Gather all lines in the records below that include the word "rough".

(Stored data entries)
- - - - - - -

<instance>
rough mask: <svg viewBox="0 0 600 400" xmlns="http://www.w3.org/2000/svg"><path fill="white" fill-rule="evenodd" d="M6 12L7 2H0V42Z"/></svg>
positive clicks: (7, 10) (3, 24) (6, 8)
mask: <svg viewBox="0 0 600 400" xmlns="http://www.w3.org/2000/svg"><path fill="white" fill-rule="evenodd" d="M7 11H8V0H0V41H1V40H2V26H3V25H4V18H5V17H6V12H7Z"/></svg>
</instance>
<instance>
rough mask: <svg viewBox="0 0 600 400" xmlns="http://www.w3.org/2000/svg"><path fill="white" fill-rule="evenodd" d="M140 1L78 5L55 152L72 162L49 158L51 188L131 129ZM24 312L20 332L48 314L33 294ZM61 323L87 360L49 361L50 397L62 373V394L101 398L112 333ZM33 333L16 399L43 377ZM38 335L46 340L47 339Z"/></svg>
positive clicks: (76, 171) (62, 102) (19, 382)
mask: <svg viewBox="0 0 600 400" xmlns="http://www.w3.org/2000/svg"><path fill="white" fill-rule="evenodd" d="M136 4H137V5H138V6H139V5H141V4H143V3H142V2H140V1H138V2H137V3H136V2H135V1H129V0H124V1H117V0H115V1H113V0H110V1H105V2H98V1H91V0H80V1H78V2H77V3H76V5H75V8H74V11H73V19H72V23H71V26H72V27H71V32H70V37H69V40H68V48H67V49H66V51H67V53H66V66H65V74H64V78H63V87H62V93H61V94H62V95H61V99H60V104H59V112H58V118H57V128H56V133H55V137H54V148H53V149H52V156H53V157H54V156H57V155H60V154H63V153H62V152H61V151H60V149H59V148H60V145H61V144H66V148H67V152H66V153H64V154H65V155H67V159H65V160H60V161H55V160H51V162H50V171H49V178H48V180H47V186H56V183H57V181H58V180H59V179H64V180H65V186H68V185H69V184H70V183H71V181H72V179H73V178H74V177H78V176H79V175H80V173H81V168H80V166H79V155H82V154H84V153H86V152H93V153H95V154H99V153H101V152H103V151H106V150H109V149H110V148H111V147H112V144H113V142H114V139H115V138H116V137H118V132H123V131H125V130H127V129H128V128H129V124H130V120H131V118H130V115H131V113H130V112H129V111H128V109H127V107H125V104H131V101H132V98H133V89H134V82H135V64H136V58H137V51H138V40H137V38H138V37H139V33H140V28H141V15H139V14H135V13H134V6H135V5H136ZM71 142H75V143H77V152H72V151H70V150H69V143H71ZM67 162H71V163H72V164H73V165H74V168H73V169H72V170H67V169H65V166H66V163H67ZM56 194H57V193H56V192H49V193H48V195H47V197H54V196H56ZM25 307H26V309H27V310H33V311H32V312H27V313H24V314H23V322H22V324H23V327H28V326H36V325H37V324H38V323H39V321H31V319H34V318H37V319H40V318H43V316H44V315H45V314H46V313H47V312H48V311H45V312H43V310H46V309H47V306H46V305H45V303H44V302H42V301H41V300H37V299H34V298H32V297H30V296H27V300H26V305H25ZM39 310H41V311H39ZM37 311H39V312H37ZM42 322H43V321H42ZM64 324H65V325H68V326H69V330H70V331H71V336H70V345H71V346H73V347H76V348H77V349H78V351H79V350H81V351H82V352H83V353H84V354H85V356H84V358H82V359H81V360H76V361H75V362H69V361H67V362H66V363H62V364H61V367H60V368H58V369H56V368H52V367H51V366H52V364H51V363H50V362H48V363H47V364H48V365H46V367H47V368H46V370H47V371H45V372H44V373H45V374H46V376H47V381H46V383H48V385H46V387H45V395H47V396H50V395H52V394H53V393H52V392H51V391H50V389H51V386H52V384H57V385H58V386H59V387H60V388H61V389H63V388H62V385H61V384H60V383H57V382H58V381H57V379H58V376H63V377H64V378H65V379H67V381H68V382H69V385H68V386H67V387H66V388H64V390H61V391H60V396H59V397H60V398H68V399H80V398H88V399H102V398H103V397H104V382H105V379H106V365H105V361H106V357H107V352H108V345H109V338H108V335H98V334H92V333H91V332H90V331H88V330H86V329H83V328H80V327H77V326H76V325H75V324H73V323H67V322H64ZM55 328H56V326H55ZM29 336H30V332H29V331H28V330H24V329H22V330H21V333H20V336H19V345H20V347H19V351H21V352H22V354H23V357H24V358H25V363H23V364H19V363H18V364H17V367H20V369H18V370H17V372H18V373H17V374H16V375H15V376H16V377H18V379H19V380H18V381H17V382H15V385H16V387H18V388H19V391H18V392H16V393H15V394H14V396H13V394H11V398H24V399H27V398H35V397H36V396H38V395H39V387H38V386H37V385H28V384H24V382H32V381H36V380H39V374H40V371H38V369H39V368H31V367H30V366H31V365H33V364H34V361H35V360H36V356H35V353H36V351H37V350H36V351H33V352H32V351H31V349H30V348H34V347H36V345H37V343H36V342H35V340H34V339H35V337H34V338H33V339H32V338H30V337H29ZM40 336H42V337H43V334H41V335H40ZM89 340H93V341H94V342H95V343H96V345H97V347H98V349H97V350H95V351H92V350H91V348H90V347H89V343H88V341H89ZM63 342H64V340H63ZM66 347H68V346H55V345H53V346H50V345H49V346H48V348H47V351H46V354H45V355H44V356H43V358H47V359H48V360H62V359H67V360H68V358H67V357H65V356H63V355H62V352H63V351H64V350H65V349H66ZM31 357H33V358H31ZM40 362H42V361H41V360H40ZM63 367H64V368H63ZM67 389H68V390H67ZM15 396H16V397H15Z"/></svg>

- - - - - - -

» SOLUTION BELOW
rough mask: <svg viewBox="0 0 600 400" xmlns="http://www.w3.org/2000/svg"><path fill="white" fill-rule="evenodd" d="M6 12L7 2H0V42Z"/></svg>
rough mask: <svg viewBox="0 0 600 400" xmlns="http://www.w3.org/2000/svg"><path fill="white" fill-rule="evenodd" d="M140 1L78 5L55 152L72 162L49 158L51 188L131 129ZM24 312L20 332L48 314L33 294ZM61 323L87 360L49 361L50 397L62 373V394L101 398L112 333ZM33 333L16 399L43 377ZM38 335L46 340L47 339Z"/></svg>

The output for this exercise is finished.